* EXERCISE MATERIALS:
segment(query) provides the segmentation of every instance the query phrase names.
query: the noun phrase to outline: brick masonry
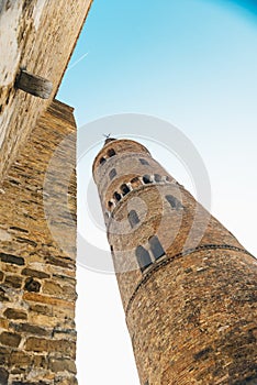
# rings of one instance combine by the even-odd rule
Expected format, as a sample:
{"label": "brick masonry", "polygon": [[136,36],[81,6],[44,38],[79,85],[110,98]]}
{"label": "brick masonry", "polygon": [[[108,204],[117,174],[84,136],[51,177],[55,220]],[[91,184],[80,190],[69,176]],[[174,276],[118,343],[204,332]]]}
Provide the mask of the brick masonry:
{"label": "brick masonry", "polygon": [[256,260],[139,143],[108,140],[93,176],[142,385],[257,384]]}
{"label": "brick masonry", "polygon": [[[59,147],[53,172],[49,162]],[[55,100],[0,194],[1,385],[77,384],[75,165],[72,109]]]}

* OBJECTIVE:
Could you set every line of the entries above into a numbered list, dropping any blank lines and leaving the pictures out?

* REPLY TO THE TASK:
1. segment(query) provides the segmentation of every instance the query phrase names.
2. query: the noun phrase to outline: brick masonry
3. # rings of one instance combine by the even-odd rule
4. Expected format, as a sample:
5. {"label": "brick masonry", "polygon": [[136,36],[81,6],[44,38],[79,85],[110,98]]}
6. {"label": "brick masonry", "polygon": [[[108,204],[117,174],[84,136],[51,177],[55,220]],[[91,184],[80,190],[69,176]],[[174,276],[118,343],[204,332]]]}
7. Provide the mask of the brick masonry:
8. {"label": "brick masonry", "polygon": [[256,260],[139,143],[108,140],[93,176],[142,385],[257,384]]}
9. {"label": "brick masonry", "polygon": [[[59,147],[53,172],[49,162]],[[55,100],[0,194],[1,385],[77,384],[75,165],[72,109]]]}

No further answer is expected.